Retype only the stretch of lines that starts with the line containing "mark a point on the car seat, one" and ends with the last line of the records, both included, exactly.

(Beginning of Data for this task)

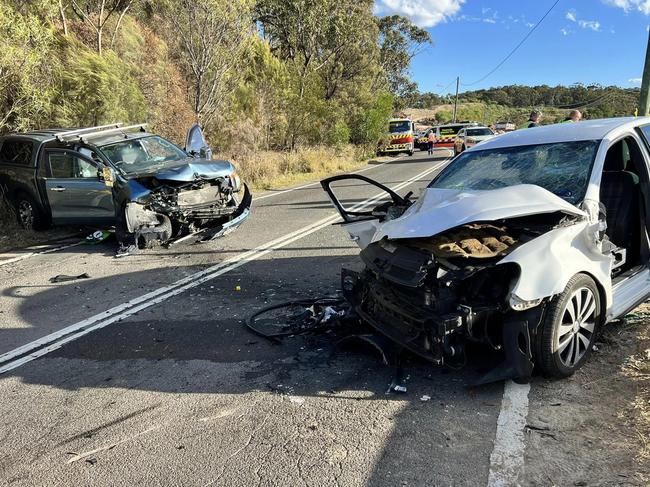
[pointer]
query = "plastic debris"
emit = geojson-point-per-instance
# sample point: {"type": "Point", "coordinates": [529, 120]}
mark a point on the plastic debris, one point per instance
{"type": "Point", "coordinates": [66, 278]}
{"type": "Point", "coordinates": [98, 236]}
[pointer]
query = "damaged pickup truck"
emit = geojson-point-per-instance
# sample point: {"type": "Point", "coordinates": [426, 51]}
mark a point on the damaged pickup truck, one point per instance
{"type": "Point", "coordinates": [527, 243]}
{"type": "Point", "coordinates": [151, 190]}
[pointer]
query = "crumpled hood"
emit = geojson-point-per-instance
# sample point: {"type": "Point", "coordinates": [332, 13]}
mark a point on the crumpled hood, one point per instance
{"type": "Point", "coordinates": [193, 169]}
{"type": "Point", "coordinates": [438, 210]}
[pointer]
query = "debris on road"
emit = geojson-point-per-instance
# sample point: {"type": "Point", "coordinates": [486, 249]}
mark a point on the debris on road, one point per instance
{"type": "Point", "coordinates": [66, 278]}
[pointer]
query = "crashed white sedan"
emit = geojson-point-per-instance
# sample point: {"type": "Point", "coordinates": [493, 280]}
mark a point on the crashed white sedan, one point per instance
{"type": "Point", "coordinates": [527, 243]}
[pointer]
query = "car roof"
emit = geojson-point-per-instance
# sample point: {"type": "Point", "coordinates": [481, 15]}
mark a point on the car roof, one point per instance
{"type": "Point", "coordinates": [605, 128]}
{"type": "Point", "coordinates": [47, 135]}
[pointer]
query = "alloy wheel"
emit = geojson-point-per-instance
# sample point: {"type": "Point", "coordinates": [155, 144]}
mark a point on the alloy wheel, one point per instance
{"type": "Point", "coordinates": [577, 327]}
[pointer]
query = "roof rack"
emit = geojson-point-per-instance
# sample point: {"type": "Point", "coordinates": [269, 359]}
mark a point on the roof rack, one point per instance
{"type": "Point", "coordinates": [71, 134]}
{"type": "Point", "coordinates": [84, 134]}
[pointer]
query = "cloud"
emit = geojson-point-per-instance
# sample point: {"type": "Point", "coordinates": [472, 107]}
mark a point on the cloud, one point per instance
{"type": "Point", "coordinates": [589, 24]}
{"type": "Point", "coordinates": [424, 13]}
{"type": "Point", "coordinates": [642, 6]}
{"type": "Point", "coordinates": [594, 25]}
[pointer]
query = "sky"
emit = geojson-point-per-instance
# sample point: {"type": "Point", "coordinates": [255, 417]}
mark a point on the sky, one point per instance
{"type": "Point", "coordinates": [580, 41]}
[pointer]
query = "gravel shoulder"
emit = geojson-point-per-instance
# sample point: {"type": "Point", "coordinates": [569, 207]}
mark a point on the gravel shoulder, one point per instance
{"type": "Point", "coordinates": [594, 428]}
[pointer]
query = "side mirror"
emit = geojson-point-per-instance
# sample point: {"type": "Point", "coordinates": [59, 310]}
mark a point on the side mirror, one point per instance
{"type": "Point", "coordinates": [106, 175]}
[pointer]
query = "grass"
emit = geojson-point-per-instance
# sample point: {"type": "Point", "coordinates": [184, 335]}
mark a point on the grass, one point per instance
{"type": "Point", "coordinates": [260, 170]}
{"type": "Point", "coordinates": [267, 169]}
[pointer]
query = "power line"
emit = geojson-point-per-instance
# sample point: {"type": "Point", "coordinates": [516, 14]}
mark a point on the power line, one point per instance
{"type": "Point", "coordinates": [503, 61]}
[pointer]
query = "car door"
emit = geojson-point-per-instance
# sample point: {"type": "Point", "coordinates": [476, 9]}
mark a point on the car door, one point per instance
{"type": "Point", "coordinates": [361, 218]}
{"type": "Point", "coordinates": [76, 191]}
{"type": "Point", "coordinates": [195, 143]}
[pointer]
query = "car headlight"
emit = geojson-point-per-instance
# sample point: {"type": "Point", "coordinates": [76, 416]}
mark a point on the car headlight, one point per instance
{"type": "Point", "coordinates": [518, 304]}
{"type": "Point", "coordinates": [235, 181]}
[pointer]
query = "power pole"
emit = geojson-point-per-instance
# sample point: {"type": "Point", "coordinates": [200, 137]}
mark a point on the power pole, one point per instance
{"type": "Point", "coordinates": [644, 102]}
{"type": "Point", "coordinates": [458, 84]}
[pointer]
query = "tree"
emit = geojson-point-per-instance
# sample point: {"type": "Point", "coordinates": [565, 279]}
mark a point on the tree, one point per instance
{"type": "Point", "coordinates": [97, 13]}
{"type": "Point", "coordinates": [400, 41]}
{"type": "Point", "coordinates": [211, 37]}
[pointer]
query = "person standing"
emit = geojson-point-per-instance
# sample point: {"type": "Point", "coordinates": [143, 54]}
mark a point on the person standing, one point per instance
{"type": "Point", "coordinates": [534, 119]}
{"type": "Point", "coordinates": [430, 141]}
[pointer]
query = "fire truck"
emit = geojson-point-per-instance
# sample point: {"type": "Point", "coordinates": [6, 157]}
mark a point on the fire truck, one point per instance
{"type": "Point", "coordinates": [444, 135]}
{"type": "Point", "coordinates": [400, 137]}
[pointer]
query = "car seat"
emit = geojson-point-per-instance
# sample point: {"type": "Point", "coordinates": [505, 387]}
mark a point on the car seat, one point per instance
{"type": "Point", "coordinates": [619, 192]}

(End of Data for this task)

(Response below):
mark a point on the car seat, one point per instance
{"type": "Point", "coordinates": [619, 192]}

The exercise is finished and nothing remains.